WORK TO BE COMPLETED
Every record below should be printed again exactly, with its pictures removed.

★ ★ ★ ★

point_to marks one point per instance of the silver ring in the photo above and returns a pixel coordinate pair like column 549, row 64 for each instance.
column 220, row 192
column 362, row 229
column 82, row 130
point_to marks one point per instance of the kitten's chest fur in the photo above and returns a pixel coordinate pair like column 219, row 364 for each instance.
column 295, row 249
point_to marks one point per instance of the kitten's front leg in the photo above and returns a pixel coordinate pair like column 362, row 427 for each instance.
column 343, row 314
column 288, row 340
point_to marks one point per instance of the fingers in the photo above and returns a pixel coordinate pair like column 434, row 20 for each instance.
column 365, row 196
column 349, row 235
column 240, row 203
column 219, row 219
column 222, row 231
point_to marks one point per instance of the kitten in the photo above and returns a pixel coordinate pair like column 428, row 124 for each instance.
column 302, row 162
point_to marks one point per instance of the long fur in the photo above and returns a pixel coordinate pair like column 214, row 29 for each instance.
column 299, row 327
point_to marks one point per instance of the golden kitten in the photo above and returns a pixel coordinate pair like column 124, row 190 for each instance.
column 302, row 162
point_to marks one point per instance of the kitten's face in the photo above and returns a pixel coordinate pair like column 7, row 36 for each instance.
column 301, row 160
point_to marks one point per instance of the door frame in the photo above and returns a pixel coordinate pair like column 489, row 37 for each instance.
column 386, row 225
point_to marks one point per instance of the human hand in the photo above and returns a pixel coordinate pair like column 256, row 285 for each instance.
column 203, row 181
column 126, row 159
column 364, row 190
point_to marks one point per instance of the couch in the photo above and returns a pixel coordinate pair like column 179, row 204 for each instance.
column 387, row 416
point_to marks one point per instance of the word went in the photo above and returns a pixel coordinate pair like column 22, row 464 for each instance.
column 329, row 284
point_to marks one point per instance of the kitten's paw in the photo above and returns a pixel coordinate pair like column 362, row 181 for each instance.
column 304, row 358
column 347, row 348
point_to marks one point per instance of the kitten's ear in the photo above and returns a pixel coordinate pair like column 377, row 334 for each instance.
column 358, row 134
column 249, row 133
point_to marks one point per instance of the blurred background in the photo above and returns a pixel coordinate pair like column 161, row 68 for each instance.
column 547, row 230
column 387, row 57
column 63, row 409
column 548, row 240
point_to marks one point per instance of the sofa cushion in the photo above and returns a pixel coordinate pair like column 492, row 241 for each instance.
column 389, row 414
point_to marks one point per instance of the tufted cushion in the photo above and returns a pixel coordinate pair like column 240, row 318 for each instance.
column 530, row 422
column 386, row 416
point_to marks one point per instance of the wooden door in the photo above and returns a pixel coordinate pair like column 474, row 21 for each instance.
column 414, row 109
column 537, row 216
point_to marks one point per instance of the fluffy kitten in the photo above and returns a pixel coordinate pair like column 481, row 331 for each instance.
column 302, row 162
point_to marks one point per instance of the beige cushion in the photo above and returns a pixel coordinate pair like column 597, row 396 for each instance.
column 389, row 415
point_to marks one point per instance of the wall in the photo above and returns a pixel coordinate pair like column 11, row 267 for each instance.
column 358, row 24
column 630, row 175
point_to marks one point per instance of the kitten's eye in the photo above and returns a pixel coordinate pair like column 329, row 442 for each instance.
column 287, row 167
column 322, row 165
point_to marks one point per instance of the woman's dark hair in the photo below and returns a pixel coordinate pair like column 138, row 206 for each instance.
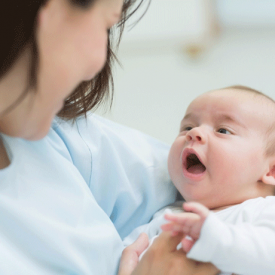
column 18, row 24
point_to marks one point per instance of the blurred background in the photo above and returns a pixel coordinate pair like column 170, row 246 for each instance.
column 183, row 48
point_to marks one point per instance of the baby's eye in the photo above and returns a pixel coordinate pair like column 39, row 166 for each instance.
column 224, row 131
column 186, row 128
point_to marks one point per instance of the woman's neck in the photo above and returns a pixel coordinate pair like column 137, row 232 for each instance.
column 14, row 81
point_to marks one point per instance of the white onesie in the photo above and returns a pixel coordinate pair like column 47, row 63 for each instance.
column 239, row 239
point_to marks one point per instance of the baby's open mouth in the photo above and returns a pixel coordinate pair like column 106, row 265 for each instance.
column 193, row 165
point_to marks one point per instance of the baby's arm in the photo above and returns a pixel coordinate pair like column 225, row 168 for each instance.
column 246, row 246
column 190, row 223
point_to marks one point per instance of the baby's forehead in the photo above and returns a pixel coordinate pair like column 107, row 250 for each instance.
column 241, row 104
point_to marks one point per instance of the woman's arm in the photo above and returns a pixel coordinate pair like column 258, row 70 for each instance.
column 162, row 258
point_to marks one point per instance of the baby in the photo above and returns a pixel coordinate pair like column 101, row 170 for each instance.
column 223, row 164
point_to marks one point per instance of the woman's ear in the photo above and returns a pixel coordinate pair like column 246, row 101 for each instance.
column 269, row 176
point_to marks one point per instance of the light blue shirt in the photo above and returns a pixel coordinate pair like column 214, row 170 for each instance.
column 68, row 200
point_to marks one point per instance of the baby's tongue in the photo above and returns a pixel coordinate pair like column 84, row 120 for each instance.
column 196, row 169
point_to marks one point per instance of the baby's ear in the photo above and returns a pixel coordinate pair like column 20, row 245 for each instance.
column 269, row 176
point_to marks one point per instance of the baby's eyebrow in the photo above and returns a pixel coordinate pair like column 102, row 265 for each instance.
column 190, row 115
column 232, row 119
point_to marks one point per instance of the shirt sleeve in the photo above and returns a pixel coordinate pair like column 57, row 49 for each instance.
column 125, row 169
column 244, row 248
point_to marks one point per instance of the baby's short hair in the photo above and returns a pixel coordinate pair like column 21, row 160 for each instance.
column 270, row 132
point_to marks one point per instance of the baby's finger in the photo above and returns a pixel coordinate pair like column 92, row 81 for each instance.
column 180, row 218
column 167, row 227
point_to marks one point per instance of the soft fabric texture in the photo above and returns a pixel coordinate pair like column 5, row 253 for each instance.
column 67, row 200
column 239, row 239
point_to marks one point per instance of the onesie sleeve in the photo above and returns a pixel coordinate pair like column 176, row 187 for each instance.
column 247, row 248
column 125, row 169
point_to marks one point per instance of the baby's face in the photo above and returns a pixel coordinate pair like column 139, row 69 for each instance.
column 218, row 158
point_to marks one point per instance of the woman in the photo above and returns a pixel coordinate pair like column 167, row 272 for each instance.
column 71, row 191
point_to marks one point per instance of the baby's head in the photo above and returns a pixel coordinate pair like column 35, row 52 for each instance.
column 225, row 151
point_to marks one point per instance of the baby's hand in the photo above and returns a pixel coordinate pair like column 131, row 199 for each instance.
column 188, row 223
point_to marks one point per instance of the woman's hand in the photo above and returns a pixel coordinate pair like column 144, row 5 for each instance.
column 189, row 223
column 130, row 255
column 162, row 258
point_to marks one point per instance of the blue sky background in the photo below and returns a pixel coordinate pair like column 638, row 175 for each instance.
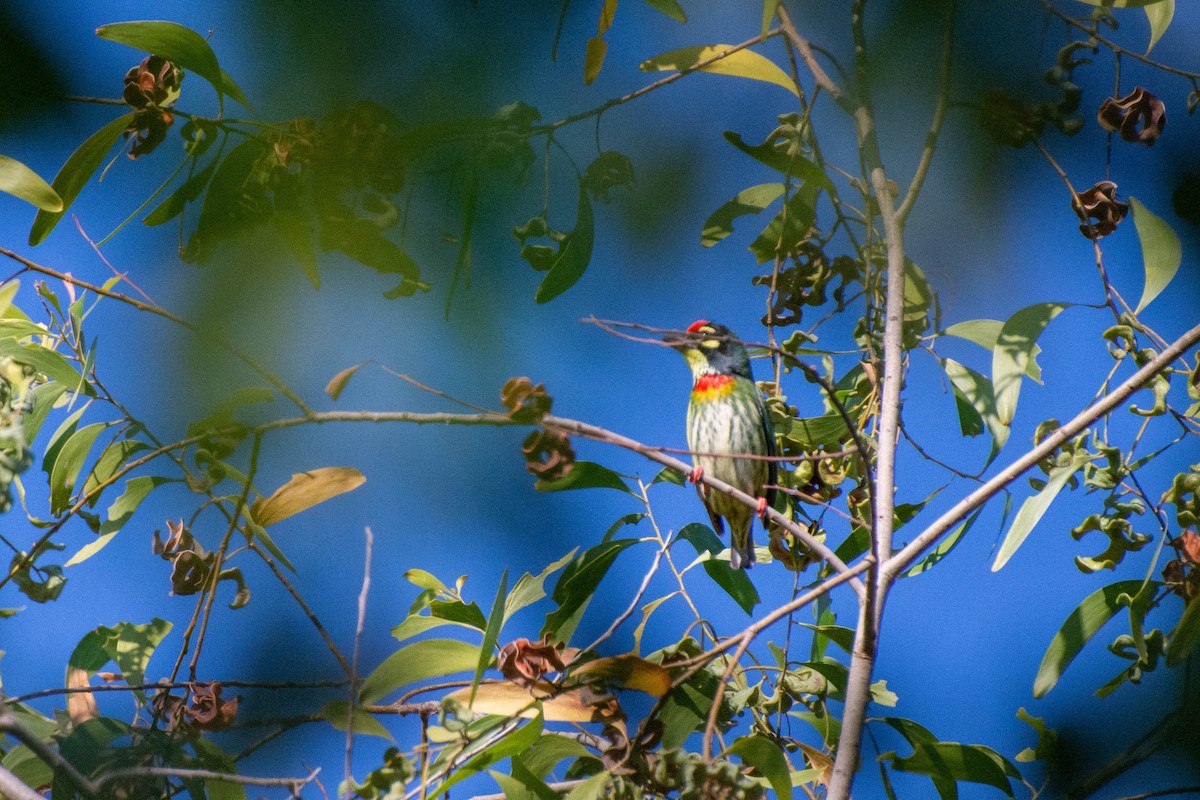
column 993, row 232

★ ★ ★ ★

RESPONSE TO THE EXERCISE
point_to marks one point per instance of the silver ring in the photo above and returns a pixel coordinate pair like column 549, row 64 for each instance.
column 220, row 192
column 362, row 229
column 82, row 130
point_to marks one point per instance of the kitten's chest fur in the photo above and returns a pixel coordinate pair like column 219, row 364 for each instance.
column 295, row 249
point_to marks one point per instance of the kitten's front leg in the photo above and returns a pixel coordinate pair like column 362, row 427 for each instance.
column 343, row 314
column 288, row 340
point_to marks one point per instance of the fingers in the photo above and returns a pixel coordinate pair like column 434, row 20 for each instance.
column 365, row 196
column 349, row 235
column 240, row 203
column 219, row 219
column 222, row 231
point_to marks one point per instance of the kitten in the photo above and returns a pixel coordinate pair like column 428, row 124 for each instance.
column 302, row 162
point_to marks one point per instance of the long fur in the photo above and returns a pixel coordinate pair like column 214, row 29 for each instance.
column 299, row 327
point_to marks one point per instance of the golden kitten in the photo above and returns a pixel coordinate pair like column 124, row 190 for each instance.
column 302, row 162
point_to marks one point per instance of the kitten's face in the photo above and returns a pixel coordinate pair like column 7, row 36 for each instance.
column 301, row 160
point_to marks one point per instance of the door frame in the photo above and returns a pixel coordinate pair like column 489, row 37 for each instance.
column 386, row 225
point_to marks one point per instance of the human hand in the photo above and returns a pixel coordinate pair like column 256, row 285 for each instance.
column 203, row 181
column 126, row 159
column 364, row 190
point_to marks one point per instance of the couch in the photo above and returns a pixel coordinate pair like column 179, row 204 for each instance.
column 387, row 416
point_to marks one point per instance of the word went in the photo above and returns a pixel coordinate pair like column 22, row 464 for each instance.
column 329, row 284
point_to marks one point per instance of the kitten's paw in the photo above and returns a pixel coordinate pair like column 362, row 181 for each instance.
column 304, row 358
column 347, row 348
point_to marks one point per instance of the kitten's ear in the photo above and returns a pixel coordinate pair like column 377, row 334 for each instance.
column 358, row 134
column 249, row 133
point_to marks one point per instance of the blurred background in the photo above and returns a pixel coordinate pair like column 161, row 68 for each instance.
column 547, row 230
column 387, row 57
column 63, row 409
column 548, row 240
point_to marks one point per instance of the sofa cushion in the photo above and returns a pixel coordinate pair like column 492, row 241 for each instance.
column 389, row 414
point_to marks one point per instance of the tufted cushion in the photo above and returns a pixel coordinate pair like column 240, row 318 for each instance.
column 530, row 422
column 386, row 416
point_to marks one point per instance of the wooden door in the photo above and returns a pixel coordinate pair like column 474, row 21 for each instance.
column 414, row 109
column 537, row 216
point_to marks one point per instance of the fluffy kitten in the photo above and returns a pixel coordinate pair like column 481, row 331 for each instance.
column 302, row 162
point_to marks one point per instance of the beige cushion in the photo above and returns a pixel coordinate pair like column 597, row 396 for each instance.
column 389, row 415
point_to marks one point per instance of the wall in the photo above and returns a pixel coordinate pair like column 11, row 267 for each instance.
column 358, row 24
column 630, row 175
point_to marks one point per instance of the kitten's eye in the photo above and returns a pixel coordinate pair like column 329, row 442 for each instance.
column 287, row 167
column 322, row 165
point_to marks one point per instance of the woman's dark hair in the photo below and returns a pixel coordinate pair like column 138, row 206 for each instance.
column 18, row 24
point_to marks one point per instance of the blurred background in the photo above and returns a pixel coordinate pair like column 170, row 246 for each instance.
column 183, row 48
point_to marks one point per instance of the baby's eye in the photo above and returns a pixel coordinate pair like column 39, row 166 for each instance.
column 224, row 131
column 186, row 128
point_to marks one point per instance of the woman's neck in the photo above and returns a pixel coordinate pair like column 137, row 232 for each instance.
column 14, row 81
point_to marks one point per instance of the white onesie in the photo above and returns a pixel coordinate pair like column 47, row 63 for each instance.
column 239, row 239
point_to marks one point per instance of the baby's open mouth in the photo above and returns a pixel coordinate pair like column 106, row 265 for each instance.
column 193, row 165
point_to marks one point per instance of the baby's arm in the photo above and returns a pixel coordinate pair like column 225, row 168 for each instance.
column 246, row 246
column 190, row 223
point_to marks one point per instance of the baby's forehead in the photo above and returns a pixel coordinate pair like column 107, row 250 for each instance.
column 241, row 104
point_to marks one point per instance of the woman's arm in the photo above and returns a pixel coordinate pair like column 258, row 70 for each instance.
column 162, row 258
point_to marks one point per instance of the baby in the photo above and returns a pixel coordinate pair like column 101, row 170 for each instance.
column 223, row 164
point_to marks one point per instance of the woman's ear in the photo above and returns a pixel coordinate pair like column 246, row 101 for each instance.
column 269, row 176
point_to marks one point per instance of the light blue shirt in the photo above and returns a pixel coordinate pair like column 214, row 170 for each instance.
column 68, row 200
point_to marks one point per instance of the baby's tongue in the photo above and returns a pixel coordinate pair like column 84, row 120 for each instance.
column 196, row 169
point_to marks one point per instance of the baby's ear in the photo above and returns a pixel coordinate pair like column 20, row 245 for each instance.
column 269, row 176
point_to marks one point per instance of the baby's eyebrow in the photo above and returns a pixel coordinate pair like column 102, row 265 for each instance.
column 190, row 115
column 232, row 119
point_to marks one point per instance of the shirt sleeve in the photo above and returns a pixel coordinate pair like column 57, row 49 for each instance.
column 125, row 169
column 244, row 248
point_to marks one point per instance of the baby's short hair in the photo above and returns a pixel coordinate pair like column 21, row 160 for each instance.
column 270, row 132
point_to marks one point per instance of the baby's finger in the photo above and returns a pixel coordinate pair like column 92, row 81 for each instance.
column 180, row 218
column 167, row 227
point_to marks one point per instance of the soft fabric texture in the photo above and returns a pixel coordinate pair like column 5, row 253 for each instance.
column 67, row 200
column 239, row 239
point_to marks one point per instance of the onesie sleeve in the photo above and returns a pixel coordinate pair like column 176, row 187 for each instance.
column 247, row 248
column 125, row 169
point_to marks one point per instance of the baby's face in the photo above and returns a pixel coordinate pair like column 139, row 69 for each instance.
column 218, row 158
point_to marks one point per instance of the woman in the photo above and returns a pixel coordinate pair like column 167, row 272 for each instance.
column 71, row 191
point_to marks one point per instance of the baby's head in the photo above and returns a pixel coordinate pair like column 35, row 52 for each instance.
column 225, row 151
point_to marks one point per instance of the baby's hand in the photo above and returns a pixel coordinate pair like column 131, row 199 for each instance.
column 188, row 223
point_to marks one point per instance of the woman's hand in the photo above and returns a pixel coordinate pair like column 144, row 5 for each instance.
column 189, row 223
column 130, row 255
column 162, row 258
point_to marks one point per instance of the blue sky background in the photo below and returns a pixel coordinate pair like column 638, row 175 for each instance.
column 993, row 232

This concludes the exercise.